» **À FAIRE**
• a. Reformulez sous forme de liste le paragraphe de l'extrait sur l'AFDL/APR dans le territoire de Walikale qui commence par « Les militaires de l'AFDL/APR qui venaient de Bukavu ». Conservez-en les faits principaux.
• b. Prolongez l'extrait sur l'AFDL/APR dans le territoire de Walikale au-delà de sa dernière phrase.

***** TEXTE CITÉ

227. Les militaires de l’AFDL/APR qui venaient de Bukavu sont arrivés à Hombo, un village situé à la frontière du Nord-Kivu et Sud-Kivu, aux alentours du 7 décembre 1996. Ils se sont ensuite divisés en plusieurs groupes. Une partie des troupes a continué en direction de la localité de Walikale tandis qu’une d’autre est restée dans la zone afin de traquer les réfugiés. Un troisième groupe est parti à la poursuite des réfugiés en fuite dans le groupement de Walowa-Luanda, au sud-est du territoire de Walikale.

228. À leur arrivée dans le territoire de Walikale, les militaires de l’AFDL/APR ont organisé des réunions publiques à l’attention de la population zaïroise. Au cours de ces réunions, ils ont accusé les réfugiés hutu d’être collectivement responsables du génocide des Tutsi au Rwanda. Ils ont aussi affirmé que les réfugiés projetaient de commettre un génocide contre les populations civiles zaïroises de la région. Dans leurs discours, ils comparaient souvent les réfugiés à des « cochons » saccageant les champs des villageois. Ils demandaient aussi souvent aux Zaïrois de les aider à les débusquer et à les tuer. Selon plusieurs sources, le terme « cochons » était le nom de code utilisé par les troupes de l’AFDL/APR pour parler des réfugiés hutu rwandais. Lorsque les militaires de l’AFDL/APR interdisaient aux Zaïrois d’accéder à certains sites d’exécution, ils leur disaient qu’ils étaient en train de « tuer des cochons »254.

**********
***** LIGNES FOURNIES

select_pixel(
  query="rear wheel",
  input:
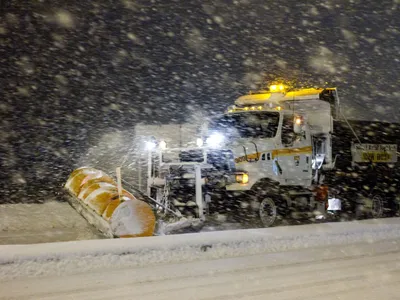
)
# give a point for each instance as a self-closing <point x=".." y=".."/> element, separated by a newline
<point x="377" y="206"/>
<point x="268" y="212"/>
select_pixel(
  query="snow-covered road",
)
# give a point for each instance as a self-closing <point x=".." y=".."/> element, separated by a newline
<point x="42" y="223"/>
<point x="359" y="260"/>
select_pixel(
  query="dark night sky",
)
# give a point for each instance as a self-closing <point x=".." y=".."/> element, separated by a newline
<point x="71" y="72"/>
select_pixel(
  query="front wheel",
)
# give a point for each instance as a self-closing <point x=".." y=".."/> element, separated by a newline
<point x="268" y="212"/>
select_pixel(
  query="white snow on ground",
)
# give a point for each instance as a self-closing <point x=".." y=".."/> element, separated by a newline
<point x="327" y="261"/>
<point x="84" y="256"/>
<point x="42" y="223"/>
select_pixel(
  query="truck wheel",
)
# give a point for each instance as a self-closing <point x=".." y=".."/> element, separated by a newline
<point x="377" y="206"/>
<point x="271" y="210"/>
<point x="268" y="212"/>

**********

» **LES RÉSULTATS**
• a.
- Venus de Bukavu, les militaires de l'AFDL/APR arrivent aux alentours du 7 décembre 1996 à Hombo, un village situé à la frontière du Nord-Kivu et du Sud-Kivu.
- Ils se divisent ensuite en plusieurs groupes :
  - une partie des troupes continue en direction de la localité de Walikale ;
  - une autre partie reste dans la zone pour traquer les réfugiés ;
  - un troisième groupe poursuit les réfugiés en fuite dans le groupement de Walowa-Luanda, au sud-est du territoire de Walikale.

• b.
229. Dans cette région, les massacres ont été organisés selon un schéma quasi identique, de façon à tuer un maximum de victimes. À chaque fois qu’ils repéraient une grande concentration de réfugiés, les militaires de l’AFDL/APR tiraient sur eux de manière indiscriminée à l’arme lourde et à l’arme légère. Ils promettaient ensuite aux rescapés de les aider à rentrer au Rwanda. Après les avoir rassemblés sous différents prétextes, ils les tuaient le plus souvent à coups de marteau ou de houe. Ceux qui tentaient de fuir étaient tués par balles. Plusieurs témoins ont affirmé qu’en 1999, des militaires de l’APR/ANC255 se seraient rendus spécialement sur les sites de plusieurs massacres afin de déterrer les corps et de brûler les cadavres256. Dans ce contexte, l’Équipe Mapping a documenté les incidents allégués suivants:

  • À partir du 9 décembre 1996, des militaires de l’AFDL/APR ont tué par balles plusieurs centaines de réfugiés, parmi lesquels un grand nombre de femmes et d’enfants au niveau du pont de Hombo. Au cours des jours suivants, ils ont brûlé vifs un nombre indéterminé de réfugiés au bord de la route au niveau de la localité de Kampala, située à quelques kilomètres de Hombo. Avant d’être tuées, de nombreuses femmes ont été violées par les militaires. Avant de les tuer, les militaires avaient demandé aux victimes de se regrouper en vue de leur rapatriement au Rwanda257.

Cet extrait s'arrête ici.